• Supplied data:
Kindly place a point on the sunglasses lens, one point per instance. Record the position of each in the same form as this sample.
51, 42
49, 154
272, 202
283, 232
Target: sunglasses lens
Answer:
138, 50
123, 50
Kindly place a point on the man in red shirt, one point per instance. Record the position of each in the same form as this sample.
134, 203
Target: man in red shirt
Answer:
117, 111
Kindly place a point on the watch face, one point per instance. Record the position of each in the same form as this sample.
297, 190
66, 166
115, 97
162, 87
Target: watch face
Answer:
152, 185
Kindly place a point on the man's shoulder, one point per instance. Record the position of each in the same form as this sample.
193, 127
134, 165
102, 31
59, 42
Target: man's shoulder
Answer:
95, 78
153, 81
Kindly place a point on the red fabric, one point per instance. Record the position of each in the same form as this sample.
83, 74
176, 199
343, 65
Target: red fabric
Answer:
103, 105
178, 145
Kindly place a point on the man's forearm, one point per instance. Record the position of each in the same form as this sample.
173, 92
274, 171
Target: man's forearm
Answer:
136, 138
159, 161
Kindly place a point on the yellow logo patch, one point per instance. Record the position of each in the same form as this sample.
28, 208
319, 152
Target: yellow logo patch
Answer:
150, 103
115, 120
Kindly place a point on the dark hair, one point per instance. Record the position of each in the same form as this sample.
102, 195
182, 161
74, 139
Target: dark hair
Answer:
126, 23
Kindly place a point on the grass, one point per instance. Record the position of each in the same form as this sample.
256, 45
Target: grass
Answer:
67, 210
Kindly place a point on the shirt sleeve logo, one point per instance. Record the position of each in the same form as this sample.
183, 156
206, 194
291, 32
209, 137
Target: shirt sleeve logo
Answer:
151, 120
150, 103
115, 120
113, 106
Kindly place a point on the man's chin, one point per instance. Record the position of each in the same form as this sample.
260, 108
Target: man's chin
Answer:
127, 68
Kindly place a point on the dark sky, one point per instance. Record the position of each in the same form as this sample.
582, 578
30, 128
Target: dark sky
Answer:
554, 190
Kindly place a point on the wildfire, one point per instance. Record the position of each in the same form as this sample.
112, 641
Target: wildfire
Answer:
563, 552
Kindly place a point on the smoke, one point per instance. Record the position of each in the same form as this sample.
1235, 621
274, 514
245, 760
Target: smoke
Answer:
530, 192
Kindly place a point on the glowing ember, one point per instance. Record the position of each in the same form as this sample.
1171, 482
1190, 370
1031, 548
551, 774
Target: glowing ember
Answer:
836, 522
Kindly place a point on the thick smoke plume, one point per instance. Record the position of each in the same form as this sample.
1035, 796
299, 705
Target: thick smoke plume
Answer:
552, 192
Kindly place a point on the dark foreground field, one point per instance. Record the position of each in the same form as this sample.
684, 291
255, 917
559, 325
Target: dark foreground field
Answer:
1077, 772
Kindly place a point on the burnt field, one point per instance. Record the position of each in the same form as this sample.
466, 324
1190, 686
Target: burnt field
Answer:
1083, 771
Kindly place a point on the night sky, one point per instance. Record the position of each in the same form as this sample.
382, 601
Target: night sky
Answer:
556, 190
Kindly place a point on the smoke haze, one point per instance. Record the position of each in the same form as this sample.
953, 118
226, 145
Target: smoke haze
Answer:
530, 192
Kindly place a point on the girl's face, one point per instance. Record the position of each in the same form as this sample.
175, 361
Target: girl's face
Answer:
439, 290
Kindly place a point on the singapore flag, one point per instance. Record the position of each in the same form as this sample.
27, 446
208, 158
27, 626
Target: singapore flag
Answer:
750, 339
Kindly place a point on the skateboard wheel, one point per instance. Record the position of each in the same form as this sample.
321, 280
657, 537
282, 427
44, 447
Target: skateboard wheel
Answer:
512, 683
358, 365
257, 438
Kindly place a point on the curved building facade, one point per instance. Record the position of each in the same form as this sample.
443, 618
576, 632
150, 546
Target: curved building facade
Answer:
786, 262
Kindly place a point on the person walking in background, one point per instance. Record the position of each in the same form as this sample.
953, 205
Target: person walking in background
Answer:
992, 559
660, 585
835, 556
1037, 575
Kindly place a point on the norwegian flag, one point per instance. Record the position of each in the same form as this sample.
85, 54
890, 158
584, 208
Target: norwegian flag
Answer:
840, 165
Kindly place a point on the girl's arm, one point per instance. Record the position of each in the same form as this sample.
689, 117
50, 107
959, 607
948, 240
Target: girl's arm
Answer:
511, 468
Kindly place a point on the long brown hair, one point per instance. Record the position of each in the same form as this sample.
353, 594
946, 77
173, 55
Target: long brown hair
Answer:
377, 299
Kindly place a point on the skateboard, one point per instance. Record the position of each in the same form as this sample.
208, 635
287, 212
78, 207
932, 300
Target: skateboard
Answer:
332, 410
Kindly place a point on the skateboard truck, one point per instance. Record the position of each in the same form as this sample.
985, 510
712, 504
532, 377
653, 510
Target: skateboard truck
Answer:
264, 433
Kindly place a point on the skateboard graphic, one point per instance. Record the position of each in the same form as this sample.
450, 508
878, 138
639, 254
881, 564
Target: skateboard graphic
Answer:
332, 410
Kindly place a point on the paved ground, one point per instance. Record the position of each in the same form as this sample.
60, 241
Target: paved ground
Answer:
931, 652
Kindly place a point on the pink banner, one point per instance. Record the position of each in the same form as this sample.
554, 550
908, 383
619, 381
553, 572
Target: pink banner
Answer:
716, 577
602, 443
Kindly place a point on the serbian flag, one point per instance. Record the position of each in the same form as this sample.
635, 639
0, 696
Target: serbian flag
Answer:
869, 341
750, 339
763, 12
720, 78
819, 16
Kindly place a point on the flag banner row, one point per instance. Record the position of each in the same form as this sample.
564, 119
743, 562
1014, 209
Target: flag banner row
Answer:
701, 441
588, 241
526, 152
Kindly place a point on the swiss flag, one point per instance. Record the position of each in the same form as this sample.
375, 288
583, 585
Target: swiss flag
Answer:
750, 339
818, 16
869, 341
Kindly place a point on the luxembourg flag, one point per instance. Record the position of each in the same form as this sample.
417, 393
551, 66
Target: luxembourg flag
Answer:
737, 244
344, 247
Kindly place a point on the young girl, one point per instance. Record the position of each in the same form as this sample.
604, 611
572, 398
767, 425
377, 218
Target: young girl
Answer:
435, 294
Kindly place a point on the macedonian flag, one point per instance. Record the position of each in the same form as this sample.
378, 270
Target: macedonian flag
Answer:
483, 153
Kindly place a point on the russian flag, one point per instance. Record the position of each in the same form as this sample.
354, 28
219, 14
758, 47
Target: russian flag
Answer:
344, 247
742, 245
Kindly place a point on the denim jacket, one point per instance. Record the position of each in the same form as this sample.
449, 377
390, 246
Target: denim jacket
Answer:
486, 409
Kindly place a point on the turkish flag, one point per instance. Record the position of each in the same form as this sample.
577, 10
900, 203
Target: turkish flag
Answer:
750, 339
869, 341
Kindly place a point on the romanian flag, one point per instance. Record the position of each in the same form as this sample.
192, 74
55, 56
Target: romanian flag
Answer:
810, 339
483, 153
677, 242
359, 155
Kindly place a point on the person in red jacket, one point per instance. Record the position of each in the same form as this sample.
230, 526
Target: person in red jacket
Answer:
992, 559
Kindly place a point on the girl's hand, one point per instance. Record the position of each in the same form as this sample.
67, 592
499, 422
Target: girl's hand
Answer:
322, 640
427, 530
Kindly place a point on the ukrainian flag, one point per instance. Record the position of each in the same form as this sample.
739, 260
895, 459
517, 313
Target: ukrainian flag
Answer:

• Written problem: Copy all of the material word for word.

• Response for this exercise:
Kindly place a point on the sunglasses lens, one point per instance. Record the position of each in the same form as this sample.
51, 42
49, 154
272, 202
283, 232
Target: sunglasses lens
Answer:
138, 50
123, 50
Kindly place a point on the man in red shirt, one point per instance. Record the position of each in the same form as this sample.
134, 203
Target: man in red shirt
Answer:
117, 111
Kindly place a point on the watch face, one point per instance. Record the position of each in the same form as this sample.
297, 190
66, 166
115, 97
162, 87
Target: watch face
Answer:
152, 185
Kindly place a point on the man's shoulder, one point per instance. Record the position of each in the same form as this sample.
193, 127
134, 165
102, 31
59, 42
Target: man's shoulder
Answer:
95, 78
153, 81
Kindly place a point on the red fabric, one point per instance. Record the position of each in the same form as this sample.
83, 74
176, 199
343, 65
Target: red fabric
Answer:
103, 105
178, 145
Kindly place a point on the man's forearm, one point per instance. Record the position of each in the same form as this sample.
173, 92
274, 171
Target: man's forearm
Answer:
136, 138
159, 161
Kindly place a point on the yellow logo patch, one point per instance. Record the position of each in the same form as this sample.
28, 208
319, 152
Target: yellow logo patch
Answer:
150, 103
115, 120
Kindly place a point on the dark hair, one point per instance. Record the position of each in the same form as this sample.
102, 195
182, 161
74, 139
Target: dark hair
Answer:
126, 23
Kindly place a point on the grass, one point per instance. Record the position of each in the same form as this sample.
256, 45
Target: grass
Answer:
67, 210
Kindly place a point on the shirt sleeve logo, one point per instance. Record the position of each in the same form as this sample.
183, 156
206, 194
291, 32
209, 137
Target: shirt sleeve logo
Answer:
151, 120
150, 103
115, 120
113, 106
Kindly place a point on the man's chin, one point per instance. Record the position of each in the same form as this sample.
260, 108
Target: man's chin
Answer:
127, 68
Kindly place a point on the dark sky, one point per instance. Record the position of each in the same form as this sample.
582, 578
30, 128
Target: dark sky
Answer:
554, 190
Kindly place a point on the wildfire, one point per instance. Record the position of each in the same form as this sample.
112, 641
Target: wildfire
Answer:
563, 552
Kindly place a point on the smoke, one point per instance. Record the position of each in the same form as this sample.
1235, 621
274, 514
245, 760
Target: smoke
Answer:
530, 192
Kindly place a point on the glowing ember, one point per instance. Record the position of each in the same form as this sample.
1171, 482
1190, 370
1031, 548
551, 774
Target: glowing ember
Answer:
836, 522
Kindly place a point on the thick smoke plume, one point per instance. Record the position of each in the same form as this sample.
1035, 796
299, 705
Target: thick smoke plume
Answer:
552, 192
Kindly place a point on the dark foreground field, one point per instance. Record the position of each in the same form as this sample.
684, 291
255, 917
559, 325
Target: dark foreground field
Answer:
1077, 772
Kindly place a point on the burnt field, one point per instance. Record the position of each in the same form as this sample.
466, 324
1190, 686
Target: burnt field
Answer:
1083, 771
Kindly place a point on the night sky, one point per instance. Record the position of each in the same form as this sample.
382, 601
Target: night sky
Answer:
556, 190
Kindly place a point on the smoke haze, one point per instance. Record the position of each in the same form as this sample.
953, 118
226, 145
Target: smoke haze
Answer:
530, 192
Kindly place a point on the girl's face, one point per instance. Record the position of each in the same form as this sample.
175, 361
Target: girl's face
Answer:
439, 290
Kindly place a point on the singapore flag, one point per instance. Record the position of each in the same form as this sample.
27, 446
208, 158
27, 626
Target: singapore flag
Answer:
750, 339
Kindly place a point on the skateboard wheel, one point per instance. Record the position of each in the same form as this sample.
321, 280
657, 537
282, 427
44, 447
Target: skateboard wheel
Answer:
512, 683
358, 365
257, 438
Kindly place a point on the curved building facade, one point per instance. Record the position of each in the same form as this sample.
443, 618
576, 632
150, 546
Target: curved building facade
Answer:
786, 262
Kindly place a point on the person walking in background, one point per instance. Record the position of each in the same form as this sample.
953, 205
Target: person walking in background
Answer:
992, 559
660, 585
835, 556
1037, 575
Kindly place a point on the norwegian flag, one point per instance. Record the position of each in the same form as this sample.
85, 54
890, 158
584, 208
Target: norwegian flag
Answer:
840, 165
Kindly place a point on the girl's arm, one point per instance. Record the position of each in the same form as this sample.
689, 117
50, 107
959, 607
948, 240
Target: girl's arm
Answer:
511, 468
Kindly place a point on the long brown hair, one point per instance. Record the position of each in the same form as this sample.
353, 594
946, 77
173, 55
Target: long brown hair
Answer:
377, 299
Kindly place a point on the skateboard, one point per instance. Record the position of each in the same form as this sample.
208, 635
287, 212
78, 207
932, 300
Target: skateboard
Answer:
332, 410
Kindly place a point on the skateboard truck, one point per instance. Record the position of each in the same form as this sample.
985, 510
712, 504
532, 377
653, 510
Target: skateboard truck
Answer:
264, 433
Kindly place a point on the skateboard graphic, one point per instance. Record the position of each in the same form as this sample.
450, 508
878, 138
639, 254
881, 564
Target: skateboard graphic
Answer:
332, 410
Kindly place a point on the paved ground, one point per instance. Record the position of each in the same form as this sample.
60, 241
Target: paved ground
Answer:
931, 652
Kindly place a point on the pink banner, one point per instance. Record the position of each in the same form as this sample.
554, 550
908, 383
619, 381
553, 572
Target: pink banner
Answer:
716, 577
602, 443
Kindly place a point on the serbian flag, one point per instance. Record the position of each in the same form as this sample.
635, 639
0, 696
Target: serbian flag
Answer:
869, 341
750, 339
763, 12
720, 78
819, 16
Kindly place a point on the flag banner row, one point per instance. Record the position of each in the same form as this sample.
564, 119
743, 562
1014, 209
Target: flag banner row
Answer:
701, 441
588, 241
526, 152
Kindly place a point on the swiss flag, one point per instance. Record the position of each in the same form as this sample.
375, 288
583, 585
Target: swiss flag
Answer:
750, 339
818, 16
869, 341
Kindly place a point on the luxembourg flag, one point per instance. Record the position of each in the same form as this sample.
417, 393
551, 66
Target: luxembourg flag
Answer:
737, 244
344, 247
Kindly place a point on the young girl, one point per instance. Record the position of each in the same form as this sample.
604, 611
572, 398
767, 425
377, 218
Target: young girl
Answer:
435, 294
Kindly place a point on the macedonian flag, one point per instance. Record the position of each in the same form as this sample.
378, 270
Target: macedonian flag
Answer:
483, 153
Kindly place a point on the russian flag, one point per instance. Record the position of each in the same form as this sample.
354, 28
219, 14
758, 47
Target: russian flag
Answer:
344, 247
742, 245
Kindly place a point on the denim jacket, one point per instance. Record the position of each in the same form as this sample.
449, 377
390, 246
Target: denim jacket
Answer:
486, 409
Kindly place a point on the turkish flag, one point per instance. Record the position of each in the same form as this sample.
577, 10
900, 203
Target: turkish flag
Answer:
750, 339
869, 341
Kindly place a point on the romanian flag, one point per instance. Record the position of each in the same form as this sample.
192, 74
55, 56
Target: romanian flag
Answer:
810, 339
483, 153
677, 242
359, 155
Kindly place a point on the person in red jacket, one point per instance. Record the position of each in the same form as this sample.
230, 526
Target: person in red jacket
Answer:
992, 559
Kindly place a point on the girl's hand, one point per instance. Record the position of each in the same form as this sample.
67, 592
499, 422
Target: girl's hand
Answer:
322, 640
427, 530
Kindly place a point on the ukrainian flag, one point per instance. Record the position of each in the same form as this sample.
739, 260
895, 459
517, 313
Target: ukrainian flag
Answer:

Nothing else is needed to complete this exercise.